#### Fragmento del artículo:
Vidas de santos

Artículo de Jorge Guitián
La filosofía emprendedora insiste en que para tener éxito es necesario haber fracasado antes. Sea esto verdad o no, lo que sí que parece verdad es que, empeñados en el relato del triunfo permanente, tendemos a ocultar los desaciertos, dando forma a una historia edulcorada que es un riesgo innegable.
Por Jorge Guitián
09 de diciembre de 2021

En la gastronomía española llevamos décadas construyendo un relato de éxito en bucle, una historia de trayectorias sin una equivocación, de carreras fulgurantes hacia la gloria, tan bonito como parcial. Escribimos una historia edulcorada en la que todo fluye hacia una meta, en la que no hay dudas, frustraciones, meteduras de pata, socios que salen rana ni decisiones equivocadas.

Lo hacemos, supongo, pensando que contar la verdad, los batacazos que en algunos casos antecedieron al éxito, sería algún tipo de ataque. Y no, no lo es. Puede serlo, si ponemos la mala leche suficiente en el empeño, pero si contamos que la carrera literaria de Herman Melville no fue un éxito durante la vida del escritor no estamos haciendo un ataque ni a su figura ni a su obra. Estamos, si acaso, criticando la escasez de miras del público de la época, la mala suerte del autor o, simplemente, contando lo que pasó, que ya vendrá otro a analizarlo.

Porque no hacerlo supone contar la mitad de la historia. Y cuando en gastronomía contamos solamente los éxitos, estamos contando una ficción de vino y rosas, de fiesta permanente y dinero que fluye como los ríos de Babilonia (entra Boney M. de fondo) que no solo no responde a la realidad sino que es un auténtico peligro.

Lo es para los jóvenes que se asoman al gremio y que, llamados por la sucesión inabarcable de éxitos, se quieren sumar a la fiesta. La pena es que cuando finalmente le vean la cara a la realidad hay ciertas posibilidades de que no entiendan nada. Porque eso no es lo que les habían contado. Y si, por desgracia, su iniciativa llega a fracasar, el sentimiento de derrota y de vergüenza será aún mayor. No entenderán por qué ellos no pudieron y los demás sí y seguramente tratarán de esconderlo, haciendo de ese modo que la gran bola de nieve siga creciendo.

Es un peligro, también, para cocineros e inversores que, llamados por esa riada de éxitos, decidan invertir quizás más dinero del que sería recomendable porque, total, aquí nadie se la pega. Lo es, en definitiva, porque el mundo no es así, por mucho que Netflix esté lleno de documentales sobre cocineros que, como en las películas de Bruce Willis en los 90, se empeñan en contar que da igual que seas un tipo del montón: si te empeñas, tú también puedes triunfar, patear a los malos y quedarte con la chica. Porque, en el fondo, por lo que se ve, seguimos teniendo 13 años.

Pero del mismo modo que no me gustan las hagiografías y pienso que para vidas de santos ya tenemos las Escrituras, creo que tampoco es necesario hacer escarnio público. Soy tan poco de beatificar como de linchamientos en la plaza del pueblo. Llamadme soso.

#### Filas mostradas:
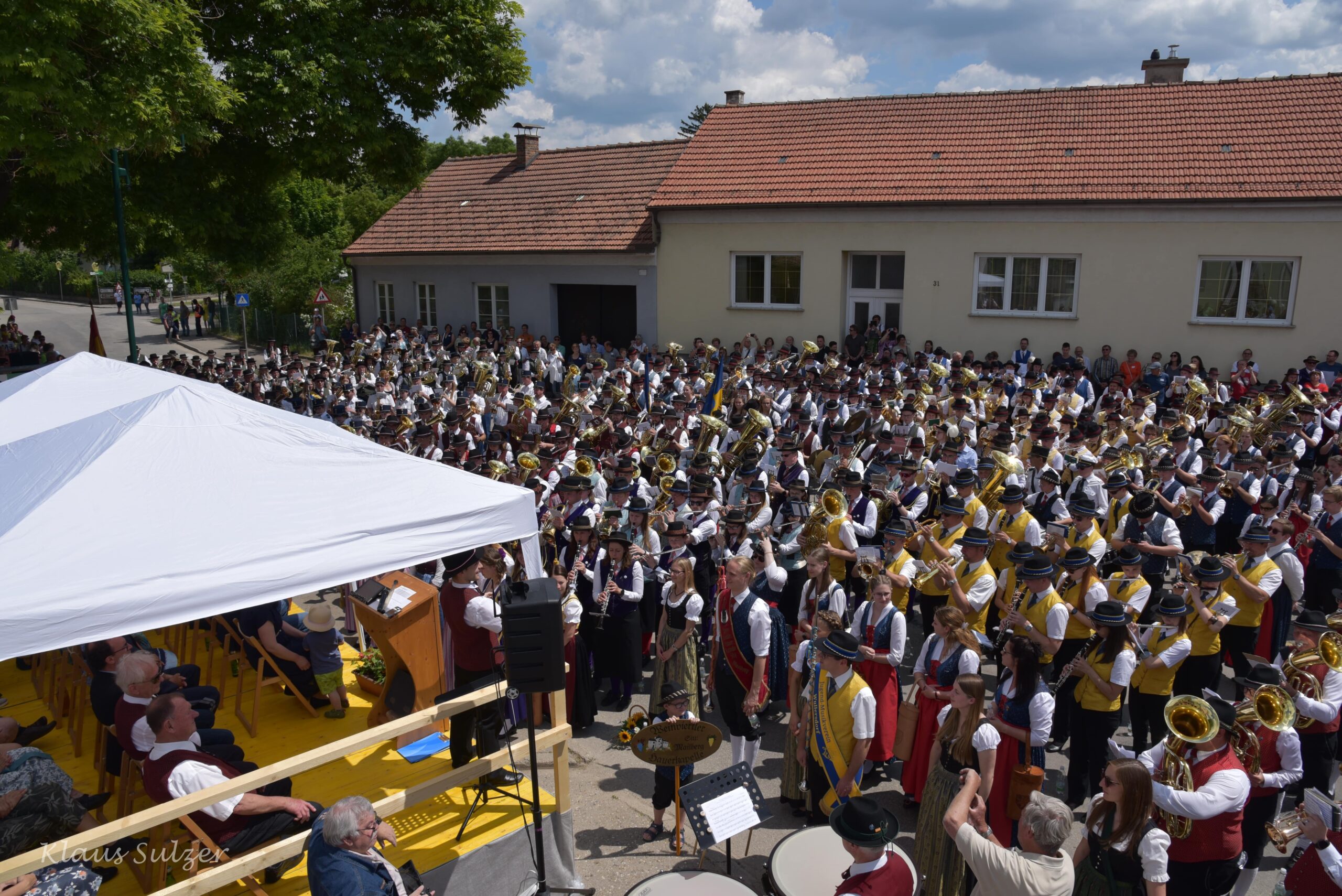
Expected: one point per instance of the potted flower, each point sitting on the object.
(371, 673)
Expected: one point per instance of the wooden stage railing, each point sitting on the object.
(224, 873)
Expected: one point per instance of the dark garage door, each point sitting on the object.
(607, 311)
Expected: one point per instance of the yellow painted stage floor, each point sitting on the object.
(426, 832)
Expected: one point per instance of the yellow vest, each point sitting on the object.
(928, 557)
(1016, 532)
(1038, 616)
(898, 596)
(1204, 640)
(1087, 695)
(977, 620)
(840, 719)
(1159, 681)
(1114, 518)
(1251, 612)
(838, 568)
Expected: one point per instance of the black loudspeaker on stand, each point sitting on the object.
(533, 656)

#### Tareas por hacer:
- a) Vuelve a escribir sin cambios el tramo del artículo que va de "Lo es para los" a "nieve siga creciendo.".
- b) Repite sin cambios las filas desde la línea que contiene "Expected: one point per instance of the dark" hasta el final de las filas, incluida esa primera línea.
El artículo y las filas son materiales independientes entre sí.

#### Resultados por tarea:
- a)
Lo es para los jóvenes que se asoman al gremio y que, llamados por la sucesión inabarcable de éxitos, se quieren sumar a la fiesta. La pena es que cuando finalmente le vean la cara a la realidad hay ciertas posibilidades de que no entiendan nada. Porque eso no es lo que les habían contado. Y si, por desgracia, su iniciativa llega a fracasar, el sentimiento de derrota y de vergüenza será aún mayor. No entenderán por qué ellos no pudieron y los demás sí y seguramente tratarán de esconderlo, haciendo de ese modo que la gran bola de nieve siga creciendo.

- b)
Expected: one point per instance of the dark garage door, each point sitting on the object.
(607, 311)
Expected: one point per instance of the yellow painted stage floor, each point sitting on the object.
(426, 832)
Expected: one point per instance of the yellow vest, each point sitting on the object.
(928, 557)
(1016, 532)
(1038, 616)
(898, 596)
(1204, 640)
(1087, 695)
(977, 620)
(840, 719)
(1159, 681)
(1114, 518)
(1251, 612)
(838, 568)
Expected: one point per instance of the black loudspeaker on stand, each point sitting on the object.
(533, 656)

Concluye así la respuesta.